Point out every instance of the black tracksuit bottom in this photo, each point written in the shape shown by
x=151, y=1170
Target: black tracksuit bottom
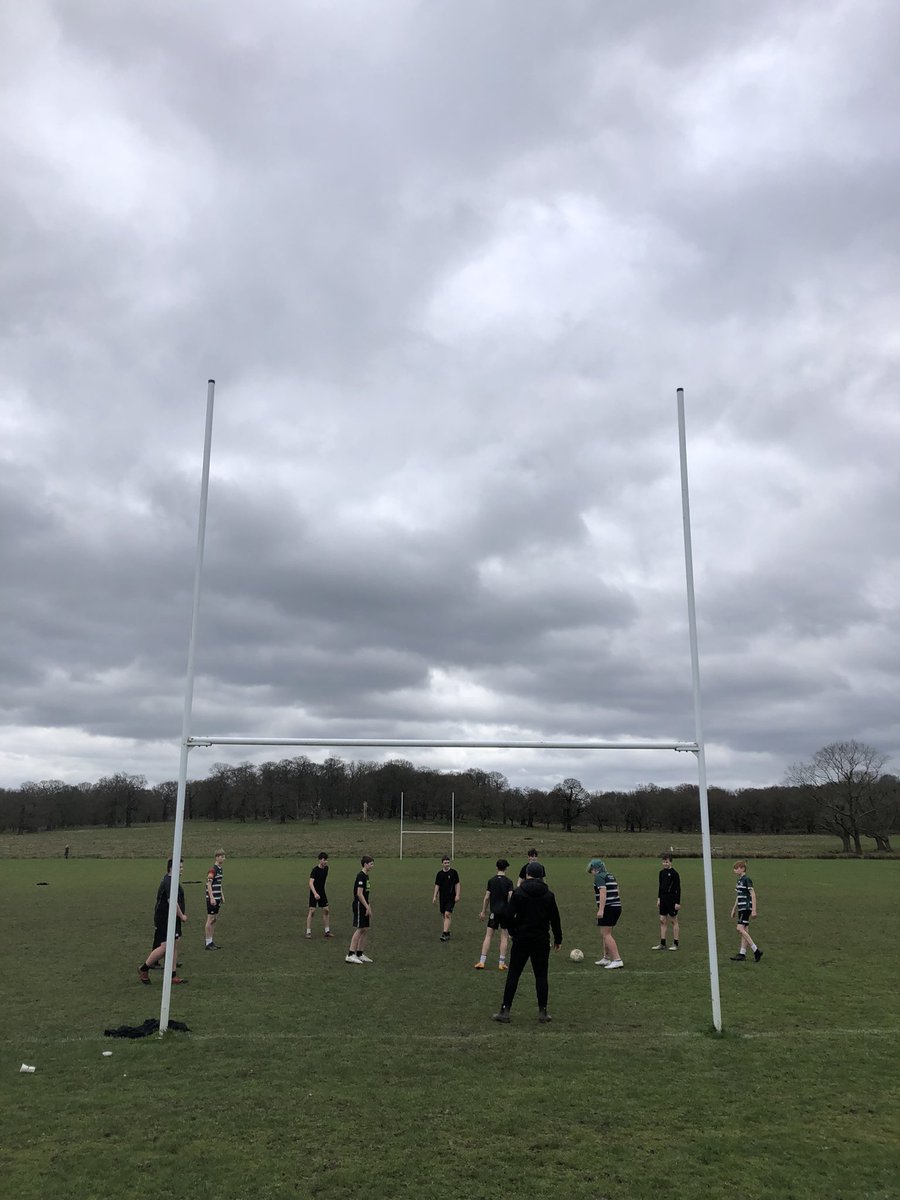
x=538, y=951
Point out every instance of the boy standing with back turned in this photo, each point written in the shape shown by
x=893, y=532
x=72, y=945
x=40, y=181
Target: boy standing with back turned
x=669, y=903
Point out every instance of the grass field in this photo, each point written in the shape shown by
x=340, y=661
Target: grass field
x=306, y=1077
x=265, y=839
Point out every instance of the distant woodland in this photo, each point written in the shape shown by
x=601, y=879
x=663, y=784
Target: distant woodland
x=841, y=791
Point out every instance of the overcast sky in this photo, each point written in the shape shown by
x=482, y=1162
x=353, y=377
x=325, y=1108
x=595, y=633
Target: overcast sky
x=448, y=262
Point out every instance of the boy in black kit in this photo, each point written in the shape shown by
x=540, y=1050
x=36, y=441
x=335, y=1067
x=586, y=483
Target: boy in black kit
x=499, y=889
x=447, y=887
x=669, y=903
x=318, y=898
x=531, y=915
x=361, y=912
x=161, y=923
x=523, y=873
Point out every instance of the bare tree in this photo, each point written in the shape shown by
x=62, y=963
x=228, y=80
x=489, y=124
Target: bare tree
x=570, y=798
x=844, y=780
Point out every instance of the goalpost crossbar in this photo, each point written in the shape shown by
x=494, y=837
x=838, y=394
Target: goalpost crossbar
x=413, y=743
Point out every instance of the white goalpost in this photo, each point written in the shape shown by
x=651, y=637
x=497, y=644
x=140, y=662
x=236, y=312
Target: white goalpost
x=431, y=833
x=696, y=748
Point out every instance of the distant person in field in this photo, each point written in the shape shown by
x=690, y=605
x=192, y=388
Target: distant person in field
x=447, y=889
x=745, y=909
x=531, y=915
x=161, y=925
x=669, y=903
x=609, y=910
x=493, y=905
x=522, y=874
x=318, y=897
x=215, y=897
x=361, y=912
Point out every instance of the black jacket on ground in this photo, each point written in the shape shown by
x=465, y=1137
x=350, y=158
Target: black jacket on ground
x=533, y=911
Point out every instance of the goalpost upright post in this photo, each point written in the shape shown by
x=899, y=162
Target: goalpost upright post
x=699, y=721
x=171, y=959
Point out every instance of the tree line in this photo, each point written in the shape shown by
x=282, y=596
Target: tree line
x=841, y=791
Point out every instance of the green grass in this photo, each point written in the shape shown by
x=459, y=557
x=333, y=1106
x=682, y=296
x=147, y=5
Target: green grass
x=305, y=1077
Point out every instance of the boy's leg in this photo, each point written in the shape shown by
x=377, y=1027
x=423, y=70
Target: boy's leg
x=517, y=961
x=540, y=963
x=486, y=943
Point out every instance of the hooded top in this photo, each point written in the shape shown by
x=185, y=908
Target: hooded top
x=533, y=911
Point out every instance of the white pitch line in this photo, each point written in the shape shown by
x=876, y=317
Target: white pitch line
x=522, y=1021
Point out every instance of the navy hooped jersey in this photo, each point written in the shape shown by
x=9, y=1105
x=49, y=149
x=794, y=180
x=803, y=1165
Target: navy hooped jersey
x=612, y=889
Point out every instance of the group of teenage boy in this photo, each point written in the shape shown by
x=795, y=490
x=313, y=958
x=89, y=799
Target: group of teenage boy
x=527, y=913
x=215, y=899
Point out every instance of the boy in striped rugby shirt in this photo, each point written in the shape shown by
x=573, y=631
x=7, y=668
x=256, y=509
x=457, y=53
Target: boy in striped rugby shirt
x=609, y=910
x=745, y=909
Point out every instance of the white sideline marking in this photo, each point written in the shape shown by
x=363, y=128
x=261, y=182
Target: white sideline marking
x=523, y=1021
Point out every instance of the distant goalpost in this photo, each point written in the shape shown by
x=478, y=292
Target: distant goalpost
x=431, y=833
x=190, y=741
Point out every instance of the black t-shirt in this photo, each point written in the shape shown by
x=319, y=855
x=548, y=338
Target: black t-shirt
x=670, y=885
x=445, y=883
x=161, y=909
x=361, y=881
x=499, y=889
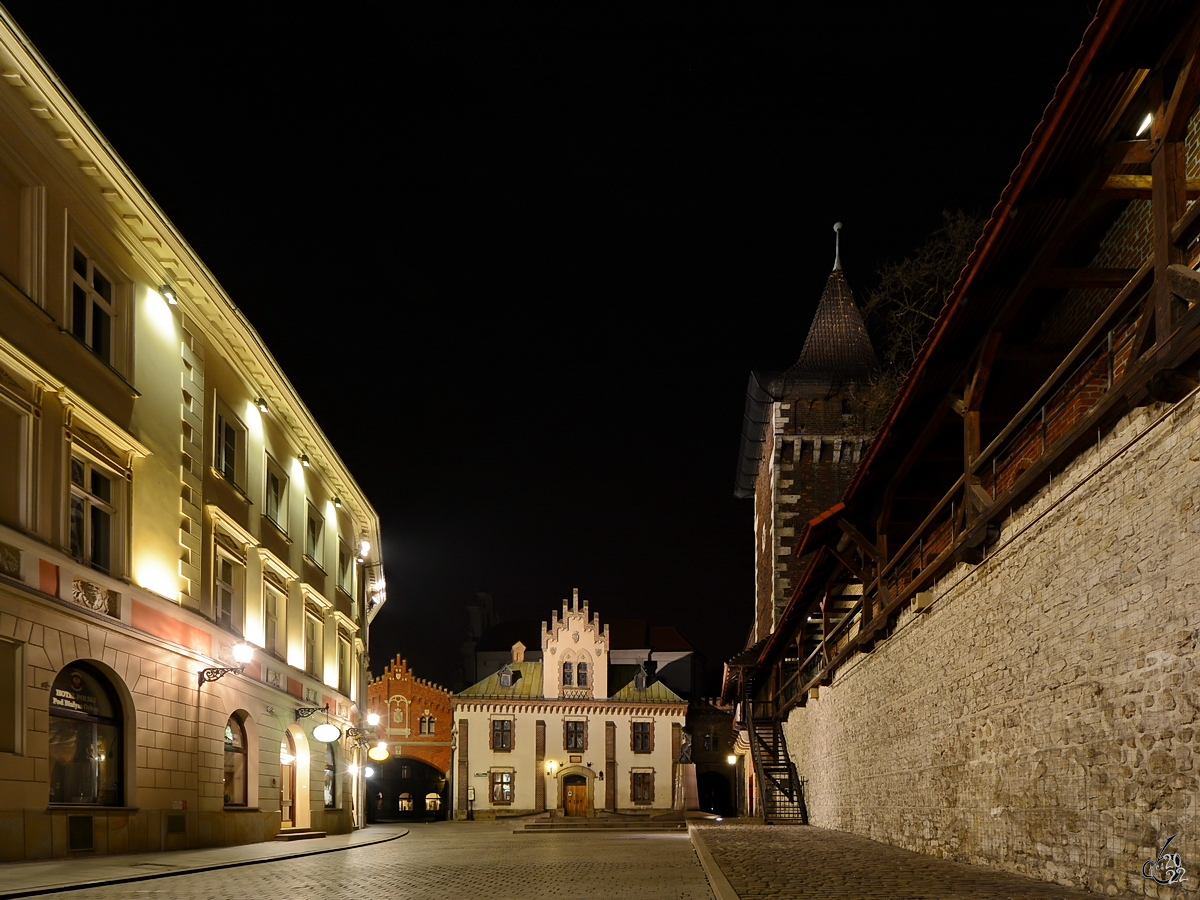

== == ==

### TASK GOAL
Copy out all of the material above word for word, leaving the pictures out.

### SOLUTION TO THIS TASK
Point out every instance of the black tracksuit bottom in this photo, each point written in the shape shown by
x=151, y=1170
Target: black tracksuit bottom
x=538, y=951
Point out every instance of the boy standing with back turned in this photo, each point written in the shape shown by
x=893, y=532
x=72, y=945
x=40, y=181
Target: boy standing with back turned
x=669, y=903
Point out every instance of the grass field in this photo, each point written in the shape shown by
x=340, y=661
Target: grass field
x=306, y=1077
x=265, y=839
Point out every instance of the distant woodland in this photo, each point written in the shape shown by
x=601, y=879
x=663, y=784
Target: distant woodland
x=841, y=791
Point out every instance of the overcast sky in this photo, each point written in the shape shown by
x=482, y=1162
x=353, y=377
x=325, y=1108
x=595, y=633
Target: overcast sky
x=448, y=262
Point out every instance of the boy in black kit in this photo, each point written in the shape shown by
x=540, y=1050
x=36, y=441
x=335, y=1067
x=586, y=483
Target: boy in black kit
x=499, y=889
x=447, y=887
x=669, y=903
x=318, y=898
x=531, y=915
x=361, y=912
x=161, y=923
x=523, y=873
Point out every instance of the bare tree in this photo, each point written in the shape shown by
x=62, y=963
x=228, y=80
x=489, y=124
Target: bare tree
x=570, y=798
x=844, y=780
Point out every instance of the goalpost crossbar in this photo, each point written in the shape shown by
x=494, y=837
x=838, y=394
Target: goalpost crossbar
x=413, y=743
Point out every instance of the white goalpost in this photo, each point written in the shape shown by
x=651, y=637
x=497, y=644
x=140, y=662
x=236, y=312
Target: white goalpost
x=431, y=833
x=696, y=748
Point out every instance of the distant person in field in this photo, each point written in the shape shown by
x=690, y=605
x=192, y=388
Target: distant person in field
x=447, y=889
x=745, y=909
x=531, y=915
x=161, y=925
x=669, y=903
x=609, y=910
x=493, y=905
x=522, y=874
x=318, y=897
x=215, y=897
x=361, y=912
Point out every instance of the black jacket on ground in this photo, each point written in the shape shown by
x=465, y=1137
x=350, y=158
Target: black jacket on ground
x=533, y=911
Point out every instance of the goalpost upright post in this photo, each point written in the shape shown by
x=899, y=162
Target: goalpost upright post
x=699, y=721
x=171, y=959
Point out every instance of the tree line in this photo, each point written in the shape shown by
x=282, y=596
Target: tree line
x=841, y=791
Point out every instance of the green grass in this photo, each point written in the shape shown by
x=459, y=557
x=333, y=1106
x=682, y=296
x=147, y=5
Target: green grass
x=305, y=1077
Point out every instance of the boy's leg in this photo, each point written in the shape shown by
x=377, y=1027
x=423, y=70
Target: boy's leg
x=517, y=961
x=540, y=963
x=486, y=943
Point out every instance of the hooded top in this photo, each point written in the shape shown by
x=185, y=908
Target: hooded top
x=533, y=911
Point out every instance of the white pitch line in this photo, each point written in the shape shown by
x=876, y=317
Target: white pitch line
x=522, y=1021
Point out every instance of the navy hooped jersey in this photo, each point written in the shape shown by
x=9, y=1105
x=49, y=149
x=794, y=180
x=803, y=1165
Target: navy hooped jersey
x=612, y=889
Point out every instance of the group of teenage boy in this photo, each point written in the shape shown by
x=795, y=490
x=313, y=958
x=89, y=799
Target: group of teenage boy
x=527, y=913
x=215, y=899
Point out every instance of the boy in striped rugby shirt in this photo, each point written in the shape shown by
x=573, y=631
x=7, y=668
x=256, y=509
x=457, y=53
Target: boy in striped rugby shirt
x=609, y=910
x=745, y=909
Point out every instance of the white sideline marking in this photo, each point written in the shape shown by
x=363, y=128
x=261, y=182
Target: white sideline marking
x=523, y=1021
Point out every instance of the distant goalpost in this photo, each point written in the shape shown by
x=478, y=292
Target: distant goalpost
x=431, y=833
x=190, y=741
Point out every instance of the black t-shirt in this photo, each point written in the shape shown by
x=319, y=855
x=548, y=338
Target: black t-shirt
x=670, y=885
x=445, y=883
x=161, y=909
x=361, y=881
x=499, y=889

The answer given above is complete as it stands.